====== EXTRACTED TEXT

The Eisner Award winning team of John Allison and Max Sarin return to the world of Giant Days for a new series about everyone’s favorite child detective; Charlotte Grote. Nineteen year old Charlotte Grote has her whole life ahead of her; headed straight to Oxford and a future as a real detective-until she’s framed for murder! Given the choice between going to jail basically forever or joining the police, Lottie decides to hit the beat, all while trying to find the real murderer. Lottie may have been running rings about the police since her 9th birthday, but she’s never been on this side of the security tape. Could the future of law enforcement be 5’2″ with an extremely strong bangs game? Yes. Very yes.

“Wicked Things” #1 starts out innocently enough with Lottie enduring the early stages of the ritual that all soon-to-be co-eds must endure, the emerging prospect of decommissioning the childhood room in one’s parent’s home. This time, the ritual leads to a clever reveal that reunites Lottie with Claire Little who has submitted her friend’s name as a nominee for a magazine’s best teen detective at an award ceremony being held at The Savoy, a swanky hotel in London. The arrival in London leads to the kind of slice of life humor we’ve grown accustomed to reading from Allison, and coupled with Sarin’s sparkling cartooning, readers might feel like they’re experiencing a “Giant Days” backup story. This is not a criticism or slight. Instead, it serves a definitive storytelling purpose of letting readers get comfortable with a familiar rhythm of fish-out-of-water growing pains for our protagonist before yanking the rug out from under us in the book’s final pages. While the swerve is not unexpected for those who use Previews copy to determine their buying habits, the comfortable environs and character mannerisms established in the book manage to make the book’s climax more shocking with a final panel that’s completely unexpected.

============
====== INFORMATION

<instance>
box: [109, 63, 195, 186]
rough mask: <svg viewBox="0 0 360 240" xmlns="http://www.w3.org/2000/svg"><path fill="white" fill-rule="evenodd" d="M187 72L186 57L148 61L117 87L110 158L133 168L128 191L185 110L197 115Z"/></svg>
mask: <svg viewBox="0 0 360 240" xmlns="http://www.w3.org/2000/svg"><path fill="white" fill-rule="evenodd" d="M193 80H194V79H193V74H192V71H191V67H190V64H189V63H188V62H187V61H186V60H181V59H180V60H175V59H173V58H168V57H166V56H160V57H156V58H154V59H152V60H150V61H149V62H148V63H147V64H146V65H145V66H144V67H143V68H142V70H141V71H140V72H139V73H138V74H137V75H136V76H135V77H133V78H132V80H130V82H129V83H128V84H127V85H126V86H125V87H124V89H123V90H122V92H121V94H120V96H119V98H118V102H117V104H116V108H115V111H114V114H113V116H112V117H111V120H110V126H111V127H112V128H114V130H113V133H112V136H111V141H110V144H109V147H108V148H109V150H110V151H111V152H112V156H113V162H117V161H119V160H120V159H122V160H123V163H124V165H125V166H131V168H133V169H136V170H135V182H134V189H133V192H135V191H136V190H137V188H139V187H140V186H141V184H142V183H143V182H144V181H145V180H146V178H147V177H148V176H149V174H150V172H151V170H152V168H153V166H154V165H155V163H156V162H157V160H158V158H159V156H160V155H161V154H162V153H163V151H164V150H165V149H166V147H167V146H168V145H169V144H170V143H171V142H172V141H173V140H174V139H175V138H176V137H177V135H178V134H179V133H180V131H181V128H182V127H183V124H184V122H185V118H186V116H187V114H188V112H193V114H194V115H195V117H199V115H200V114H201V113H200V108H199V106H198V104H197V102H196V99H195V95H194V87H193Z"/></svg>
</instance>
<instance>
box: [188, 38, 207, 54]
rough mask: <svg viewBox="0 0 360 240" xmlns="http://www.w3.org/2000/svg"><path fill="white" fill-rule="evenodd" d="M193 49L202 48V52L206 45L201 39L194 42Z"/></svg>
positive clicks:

============

| EXERCISE REQUIREMENTS |
A) Please copy from the Wicked Things review the passage starting with "The Eisner Award" and going on through "Yes. Very yes.".
B) Answer these questions using the Wicked Things review:
(i) How old is Charlotte Grote?
(ii) At what hotel is the award ceremony held?
(iii) Who submitted Lottie's name as a nominee for best teen detective?

| EXPECTED RESPONSES |
A)
The Eisner Award winning team of John Allison and Max Sarin return to the world of Giant Days for a new series about everyone’s favorite child detective; Charlotte Grote. Nineteen year old Charlotte Grote has her whole life ahead of her; headed straight to Oxford and a future as a real detective-until she’s framed for murder! Given the choice between going to jail basically forever or joining the police, Lottie decides to hit the beat, all while trying to find the real murderer. Lottie may have been running rings about the police since her 9th birthday, but she’s never been on this side of the security tape. Could the future of law enforcement be 5’2″ with an extremely strong bangs game? Yes. Very yes.

B)
(i) Nineteen
(ii) The Savoy, in London
(iii) Claire Little